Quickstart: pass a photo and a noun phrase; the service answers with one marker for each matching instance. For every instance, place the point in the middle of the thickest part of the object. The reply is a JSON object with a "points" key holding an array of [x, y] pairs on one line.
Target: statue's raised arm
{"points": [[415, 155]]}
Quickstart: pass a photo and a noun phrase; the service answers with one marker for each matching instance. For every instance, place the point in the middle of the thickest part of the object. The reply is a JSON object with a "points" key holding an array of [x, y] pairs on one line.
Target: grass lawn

Exercise instructions — Repeat the records above exactly, from the first line to the last.

Output of the task —
Quickstart: pass a photo and a noun phrase; the service answers with one marker for each matching instance. For every instance, place the point in the middle of the thickest part of the object. The reply is a JSON object with a "points" key holding an array of [x, y] pairs on one line.
Target: statue's raised arm
{"points": [[415, 155]]}
Quickstart: pass a photo and a noun phrase; the service answers with one marker for each matching instance. For every instance, place the point in the middle of the thickest part of the object. The reply is a JSON object with a "points" key holding an array of [x, y] pairs on one line.
Target: grass lawn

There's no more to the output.